-- WRITTEN PROBLEM 1 --
In the EM derivation excerpt, under what conditions does C(θ; θ') have a stationary point at θ := θ'?

EM Derivation: \(Q\) function

\(Q(\theta\,;\,\theta')\)

Take expectations in both sides of (1) with respect to \(f(u \mid y \,;\,\theta')\). We have \[ \underbrace{\mathop{\mathrm{E}}\left( \log f(Y, U \,;\,\theta) \mid Y = y \,;\,\theta'\right)}_{Q(\theta\,;\,\theta')} = \ell(\theta) + \overbrace{\mathop{\mathrm{E}}\left( \log f(U \mid Y \,;\,\theta)\mid Y = y \,;\,\theta'\right)}^{C(\theta \,;\,\theta')} \tag{2}\]

Behaviour of \(Q(\theta \,;\,\theta')\) as a function of \(\theta\)

\[ \begin{aligned} C(\theta \,;\,\theta') - C(\theta' \,;\,\theta') & = \mathop{\mathrm{E}}\left( \log \frac{f(U \mid Y \,;\,\theta)}{f(U \mid Y \,;\,\theta')} \mid Y = y \,;\,\theta'\right) \\ & \le \log \mathop{\mathrm{E}}\left( \frac{f(U \mid Y \,;\,\theta)}{f(U \mid Y \,;\,\theta')} \mid Y = y \,;\,\theta'\right) \\ & = \log \int \frac{f(u \mid Y = y \,;\,\theta)}{f(u \mid Y =y \,;\,\theta')} f(u \mid Y = y \,;\,\theta') du \\ & = \log \int f(u \mid Y = y \,;\,\theta) du = 0 \\ & \implies C(\theta' \,;\,\theta')\geq C(\theta \,;\,\theta') \end{aligned} \]

Hence, \[ Q(\theta \,;\,\theta')\geq Q(\theta' \,;\,\theta') \implies \ell(\theta) - \ell(\theta') \geq C(\theta' \,;\,\theta') - C(\theta \,;\,\theta') \geq 0 \tag{3}\]

Under mild smoothness conditions, \(C(\theta \,;\,\theta')\) has a stationary point at \(\theta := \theta'\).

So, if \(Q(\theta \,;\,\theta')\) is stationary at \(\theta := \theta'\), (2) implies that so too is \(\ell(\theta)\)!

EM algorithm for maximizing \(\ell(\theta)\)

Starting from an initial value \(\theta'\) of \(\theta\)

Expectation (E) step

Compute \(Q(\theta \,;\,\theta') = \mathop{\mathrm{E}}\left( \log f(Y,U \,;\,\theta) \mid Y = y \,;\,\theta'\right)\).

-- WRITTEN PROBLEM 2 --
Reproduce every line of the records below word for word.

-- TASK INPUT --
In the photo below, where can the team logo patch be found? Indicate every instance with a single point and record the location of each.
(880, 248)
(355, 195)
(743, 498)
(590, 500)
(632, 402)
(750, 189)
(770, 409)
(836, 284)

-- REPLY 1 --
Under mild smoothness conditions.

-- REPLY 2 --
In the photo below, where can the team logo patch be found? Indicate every instance with a single point and record the location of each.
(880, 248)
(355, 195)
(743, 498)
(590, 500)
(632, 402)
(750, 189)
(770, 409)
(836, 284)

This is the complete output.